## Begin Exercise material

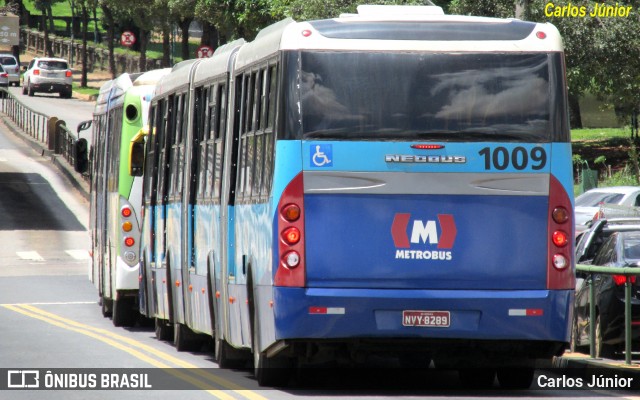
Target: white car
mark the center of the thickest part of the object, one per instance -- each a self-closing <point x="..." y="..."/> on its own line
<point x="49" y="75"/>
<point x="589" y="202"/>
<point x="11" y="67"/>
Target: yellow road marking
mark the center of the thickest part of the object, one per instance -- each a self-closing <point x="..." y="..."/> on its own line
<point x="116" y="340"/>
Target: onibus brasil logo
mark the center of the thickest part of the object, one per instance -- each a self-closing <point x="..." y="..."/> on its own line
<point x="416" y="233"/>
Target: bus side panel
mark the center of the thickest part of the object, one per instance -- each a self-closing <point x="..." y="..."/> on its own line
<point x="174" y="253"/>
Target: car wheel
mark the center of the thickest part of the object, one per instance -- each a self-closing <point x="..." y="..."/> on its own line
<point x="574" y="344"/>
<point x="603" y="350"/>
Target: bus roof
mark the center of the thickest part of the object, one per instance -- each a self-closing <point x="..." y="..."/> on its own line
<point x="403" y="28"/>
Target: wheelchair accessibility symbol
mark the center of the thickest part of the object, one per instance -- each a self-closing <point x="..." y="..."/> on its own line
<point x="321" y="155"/>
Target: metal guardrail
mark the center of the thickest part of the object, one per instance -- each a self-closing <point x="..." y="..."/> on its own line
<point x="49" y="131"/>
<point x="627" y="272"/>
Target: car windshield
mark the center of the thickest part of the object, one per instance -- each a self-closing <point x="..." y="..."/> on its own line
<point x="52" y="65"/>
<point x="631" y="246"/>
<point x="594" y="199"/>
<point x="8" y="61"/>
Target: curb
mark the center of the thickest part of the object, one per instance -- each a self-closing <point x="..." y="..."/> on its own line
<point x="57" y="160"/>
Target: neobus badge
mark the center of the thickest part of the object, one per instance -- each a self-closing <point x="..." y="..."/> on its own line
<point x="425" y="233"/>
<point x="409" y="158"/>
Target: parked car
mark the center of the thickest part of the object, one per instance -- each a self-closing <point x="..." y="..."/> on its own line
<point x="609" y="243"/>
<point x="589" y="202"/>
<point x="11" y="67"/>
<point x="45" y="74"/>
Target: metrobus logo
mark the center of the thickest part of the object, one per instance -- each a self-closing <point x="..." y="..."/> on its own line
<point x="423" y="233"/>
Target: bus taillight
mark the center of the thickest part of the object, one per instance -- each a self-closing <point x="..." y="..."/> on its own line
<point x="291" y="264"/>
<point x="560" y="273"/>
<point x="126" y="212"/>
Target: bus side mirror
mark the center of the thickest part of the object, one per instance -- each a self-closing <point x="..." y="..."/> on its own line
<point x="136" y="153"/>
<point x="83" y="126"/>
<point x="81" y="153"/>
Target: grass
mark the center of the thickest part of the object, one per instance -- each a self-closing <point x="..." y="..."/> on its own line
<point x="599" y="134"/>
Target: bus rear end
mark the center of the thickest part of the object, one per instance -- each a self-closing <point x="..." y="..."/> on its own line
<point x="432" y="211"/>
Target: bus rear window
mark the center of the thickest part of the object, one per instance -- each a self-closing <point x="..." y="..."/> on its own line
<point x="440" y="96"/>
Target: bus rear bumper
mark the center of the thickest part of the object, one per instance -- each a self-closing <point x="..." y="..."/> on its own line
<point x="521" y="315"/>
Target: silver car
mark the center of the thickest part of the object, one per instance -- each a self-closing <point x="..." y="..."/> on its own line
<point x="11" y="67"/>
<point x="49" y="75"/>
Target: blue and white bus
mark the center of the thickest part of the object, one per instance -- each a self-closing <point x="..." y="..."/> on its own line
<point x="395" y="181"/>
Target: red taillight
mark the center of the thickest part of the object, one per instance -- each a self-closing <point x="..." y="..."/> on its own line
<point x="126" y="212"/>
<point x="619" y="280"/>
<point x="560" y="271"/>
<point x="560" y="238"/>
<point x="290" y="263"/>
<point x="291" y="212"/>
<point x="291" y="236"/>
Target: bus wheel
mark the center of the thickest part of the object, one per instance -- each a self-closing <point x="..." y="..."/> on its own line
<point x="515" y="378"/>
<point x="274" y="371"/>
<point x="477" y="378"/>
<point x="107" y="307"/>
<point x="124" y="312"/>
<point x="270" y="371"/>
<point x="227" y="356"/>
<point x="184" y="339"/>
<point x="163" y="330"/>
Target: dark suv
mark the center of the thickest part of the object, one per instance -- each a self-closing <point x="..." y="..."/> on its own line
<point x="609" y="243"/>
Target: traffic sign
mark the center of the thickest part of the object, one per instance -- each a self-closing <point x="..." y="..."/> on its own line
<point x="204" y="51"/>
<point x="127" y="38"/>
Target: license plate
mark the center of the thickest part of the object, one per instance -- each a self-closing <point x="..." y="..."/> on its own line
<point x="428" y="319"/>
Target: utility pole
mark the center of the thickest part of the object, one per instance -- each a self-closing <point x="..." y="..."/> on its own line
<point x="522" y="9"/>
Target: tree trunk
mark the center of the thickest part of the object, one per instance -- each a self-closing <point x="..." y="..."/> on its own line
<point x="48" y="50"/>
<point x="85" y="28"/>
<point x="184" y="27"/>
<point x="144" y="37"/>
<point x="210" y="36"/>
<point x="167" y="50"/>
<point x="575" y="118"/>
<point x="106" y="11"/>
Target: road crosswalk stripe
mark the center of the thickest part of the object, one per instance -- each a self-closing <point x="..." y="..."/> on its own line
<point x="30" y="255"/>
<point x="78" y="254"/>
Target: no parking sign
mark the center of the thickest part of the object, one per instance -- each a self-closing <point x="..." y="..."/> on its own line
<point x="204" y="51"/>
<point x="127" y="38"/>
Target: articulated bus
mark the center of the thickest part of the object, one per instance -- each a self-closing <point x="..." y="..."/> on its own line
<point x="121" y="110"/>
<point x="395" y="181"/>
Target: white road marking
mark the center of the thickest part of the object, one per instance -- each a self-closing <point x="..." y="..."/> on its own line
<point x="78" y="254"/>
<point x="30" y="255"/>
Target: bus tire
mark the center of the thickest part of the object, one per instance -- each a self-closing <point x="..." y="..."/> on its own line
<point x="163" y="330"/>
<point x="477" y="378"/>
<point x="227" y="356"/>
<point x="184" y="339"/>
<point x="124" y="313"/>
<point x="269" y="371"/>
<point x="107" y="307"/>
<point x="515" y="378"/>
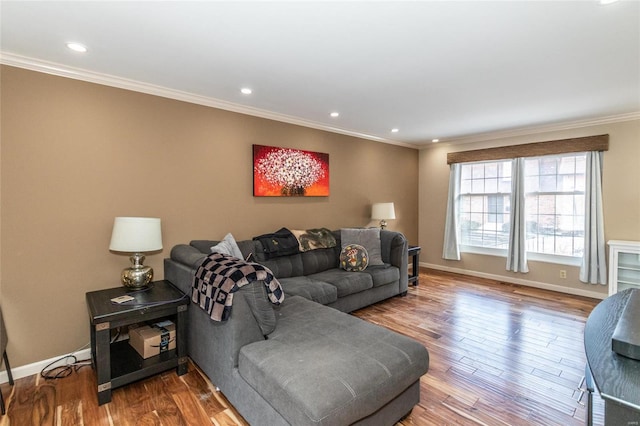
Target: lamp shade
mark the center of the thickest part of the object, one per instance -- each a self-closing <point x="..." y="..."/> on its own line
<point x="136" y="234"/>
<point x="382" y="211"/>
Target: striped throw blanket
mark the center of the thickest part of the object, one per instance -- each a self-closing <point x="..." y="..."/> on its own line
<point x="220" y="275"/>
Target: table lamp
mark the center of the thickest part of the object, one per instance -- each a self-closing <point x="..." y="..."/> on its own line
<point x="382" y="212"/>
<point x="136" y="235"/>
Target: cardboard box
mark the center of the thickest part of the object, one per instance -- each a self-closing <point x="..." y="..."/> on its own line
<point x="150" y="340"/>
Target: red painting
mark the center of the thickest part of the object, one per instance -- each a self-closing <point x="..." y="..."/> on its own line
<point x="286" y="172"/>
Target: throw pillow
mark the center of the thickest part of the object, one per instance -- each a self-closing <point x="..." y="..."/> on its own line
<point x="312" y="239"/>
<point x="228" y="246"/>
<point x="369" y="238"/>
<point x="354" y="258"/>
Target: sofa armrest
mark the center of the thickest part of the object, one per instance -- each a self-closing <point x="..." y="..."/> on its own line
<point x="395" y="250"/>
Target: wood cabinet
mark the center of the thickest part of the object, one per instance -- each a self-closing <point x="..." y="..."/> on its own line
<point x="118" y="364"/>
<point x="624" y="265"/>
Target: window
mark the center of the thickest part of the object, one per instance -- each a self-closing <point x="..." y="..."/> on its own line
<point x="485" y="198"/>
<point x="554" y="204"/>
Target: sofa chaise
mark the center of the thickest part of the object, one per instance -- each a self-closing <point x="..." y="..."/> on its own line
<point x="305" y="362"/>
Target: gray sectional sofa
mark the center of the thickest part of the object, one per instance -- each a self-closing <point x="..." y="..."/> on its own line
<point x="305" y="362"/>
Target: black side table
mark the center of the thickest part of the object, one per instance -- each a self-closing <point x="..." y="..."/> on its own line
<point x="414" y="277"/>
<point x="118" y="364"/>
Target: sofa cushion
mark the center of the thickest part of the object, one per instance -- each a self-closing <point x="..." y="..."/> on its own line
<point x="319" y="260"/>
<point x="383" y="275"/>
<point x="317" y="291"/>
<point x="323" y="367"/>
<point x="345" y="282"/>
<point x="256" y="296"/>
<point x="228" y="246"/>
<point x="284" y="266"/>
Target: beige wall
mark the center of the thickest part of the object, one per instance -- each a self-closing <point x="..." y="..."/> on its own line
<point x="621" y="194"/>
<point x="76" y="154"/>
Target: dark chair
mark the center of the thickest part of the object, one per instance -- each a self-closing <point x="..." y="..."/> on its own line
<point x="3" y="349"/>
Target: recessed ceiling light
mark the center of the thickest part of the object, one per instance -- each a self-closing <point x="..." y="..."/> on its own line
<point x="77" y="47"/>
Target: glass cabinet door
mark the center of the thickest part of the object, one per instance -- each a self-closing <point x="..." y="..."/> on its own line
<point x="624" y="265"/>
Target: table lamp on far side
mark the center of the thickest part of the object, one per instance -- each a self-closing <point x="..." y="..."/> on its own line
<point x="136" y="235"/>
<point x="383" y="212"/>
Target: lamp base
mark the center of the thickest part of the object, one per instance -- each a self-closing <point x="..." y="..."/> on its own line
<point x="137" y="276"/>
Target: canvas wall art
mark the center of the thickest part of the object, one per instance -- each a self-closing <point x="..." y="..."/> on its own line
<point x="286" y="172"/>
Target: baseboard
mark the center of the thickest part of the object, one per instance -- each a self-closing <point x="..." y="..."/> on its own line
<point x="36" y="367"/>
<point x="528" y="283"/>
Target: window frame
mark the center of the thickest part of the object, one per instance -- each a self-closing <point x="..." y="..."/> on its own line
<point x="500" y="252"/>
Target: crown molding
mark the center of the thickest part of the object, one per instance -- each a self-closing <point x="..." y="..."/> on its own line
<point x="525" y="131"/>
<point x="151" y="89"/>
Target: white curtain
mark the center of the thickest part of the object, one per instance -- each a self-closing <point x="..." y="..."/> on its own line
<point x="451" y="250"/>
<point x="517" y="253"/>
<point x="594" y="266"/>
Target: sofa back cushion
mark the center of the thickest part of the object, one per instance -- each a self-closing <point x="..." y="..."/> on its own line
<point x="320" y="260"/>
<point x="295" y="265"/>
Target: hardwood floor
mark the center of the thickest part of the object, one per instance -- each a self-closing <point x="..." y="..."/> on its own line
<point x="500" y="354"/>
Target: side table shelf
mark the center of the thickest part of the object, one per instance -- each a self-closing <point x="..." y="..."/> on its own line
<point x="117" y="364"/>
<point x="414" y="276"/>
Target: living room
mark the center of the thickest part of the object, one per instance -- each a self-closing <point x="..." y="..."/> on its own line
<point x="76" y="154"/>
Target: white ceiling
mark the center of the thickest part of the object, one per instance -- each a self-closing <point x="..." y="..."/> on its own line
<point x="433" y="69"/>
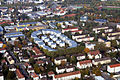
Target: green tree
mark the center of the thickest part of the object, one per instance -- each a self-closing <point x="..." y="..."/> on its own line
<point x="114" y="43"/>
<point x="11" y="75"/>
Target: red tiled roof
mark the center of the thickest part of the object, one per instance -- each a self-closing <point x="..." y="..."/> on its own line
<point x="40" y="62"/>
<point x="94" y="52"/>
<point x="6" y="22"/>
<point x="37" y="51"/>
<point x="76" y="31"/>
<point x="34" y="75"/>
<point x="2" y="49"/>
<point x="71" y="28"/>
<point x="85" y="62"/>
<point x="19" y="73"/>
<point x="50" y="73"/>
<point x="114" y="65"/>
<point x="26" y="64"/>
<point x="69" y="15"/>
<point x="67" y="74"/>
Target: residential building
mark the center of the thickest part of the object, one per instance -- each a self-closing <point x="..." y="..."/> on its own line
<point x="1" y="30"/>
<point x="90" y="46"/>
<point x="37" y="51"/>
<point x="105" y="60"/>
<point x="34" y="76"/>
<point x="19" y="75"/>
<point x="84" y="64"/>
<point x="67" y="76"/>
<point x="59" y="60"/>
<point x="94" y="54"/>
<point x="113" y="68"/>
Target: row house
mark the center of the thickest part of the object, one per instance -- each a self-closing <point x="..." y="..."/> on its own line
<point x="113" y="33"/>
<point x="37" y="51"/>
<point x="19" y="75"/>
<point x="43" y="75"/>
<point x="77" y="31"/>
<point x="59" y="60"/>
<point x="84" y="64"/>
<point x="62" y="69"/>
<point x="37" y="57"/>
<point x="106" y="42"/>
<point x="34" y="76"/>
<point x="27" y="65"/>
<point x="113" y="68"/>
<point x="79" y="56"/>
<point x="40" y="63"/>
<point x="69" y="29"/>
<point x="90" y="46"/>
<point x="67" y="76"/>
<point x="113" y="37"/>
<point x="105" y="60"/>
<point x="94" y="54"/>
<point x="78" y="36"/>
<point x="85" y="39"/>
<point x="97" y="29"/>
<point x="118" y="26"/>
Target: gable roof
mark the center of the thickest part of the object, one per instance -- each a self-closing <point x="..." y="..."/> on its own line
<point x="37" y="51"/>
<point x="85" y="62"/>
<point x="94" y="52"/>
<point x="19" y="73"/>
<point x="34" y="75"/>
<point x="114" y="65"/>
<point x="67" y="74"/>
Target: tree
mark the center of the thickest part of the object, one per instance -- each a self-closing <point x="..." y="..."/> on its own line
<point x="10" y="75"/>
<point x="86" y="50"/>
<point x="20" y="46"/>
<point x="36" y="68"/>
<point x="73" y="59"/>
<point x="16" y="43"/>
<point x="63" y="63"/>
<point x="114" y="43"/>
<point x="42" y="68"/>
<point x="24" y="42"/>
<point x="4" y="46"/>
<point x="31" y="60"/>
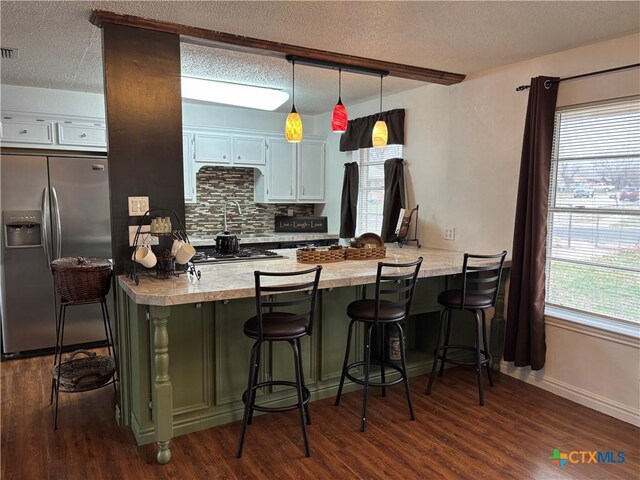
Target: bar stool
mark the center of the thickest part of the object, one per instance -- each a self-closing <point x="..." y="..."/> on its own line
<point x="275" y="325"/>
<point x="81" y="281"/>
<point x="481" y="275"/>
<point x="398" y="279"/>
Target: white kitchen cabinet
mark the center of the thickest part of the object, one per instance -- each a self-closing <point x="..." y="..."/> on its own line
<point x="53" y="132"/>
<point x="82" y="134"/>
<point x="229" y="149"/>
<point x="311" y="168"/>
<point x="188" y="168"/>
<point x="248" y="150"/>
<point x="295" y="173"/>
<point x="281" y="172"/>
<point x="212" y="148"/>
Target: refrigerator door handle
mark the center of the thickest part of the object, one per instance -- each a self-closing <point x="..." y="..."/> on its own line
<point x="58" y="232"/>
<point x="44" y="228"/>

## End Exercise material

• What the exercise asks: From the line containing "Target: bar stool" to the last line of the material, please quote every line exactly and only those.

• The result:
Target: bar stool
mark the center of the thickest part of the object, one per instance -- each a self-closing <point x="..." y="..."/> on its own line
<point x="275" y="325"/>
<point x="81" y="281"/>
<point x="481" y="275"/>
<point x="398" y="279"/>
Target: white kitchen cabinet
mark the center of the thickest part of the object, one per instance -- each a self-closing <point x="..." y="..."/> on its own line
<point x="53" y="132"/>
<point x="82" y="134"/>
<point x="229" y="149"/>
<point x="311" y="168"/>
<point x="188" y="168"/>
<point x="248" y="150"/>
<point x="295" y="173"/>
<point x="281" y="172"/>
<point x="212" y="148"/>
Target: refrigerator door handle
mark the center of the thickest part of the object, one per instance -- each a self-closing <point x="..." y="..."/> on its own line
<point x="58" y="232"/>
<point x="44" y="228"/>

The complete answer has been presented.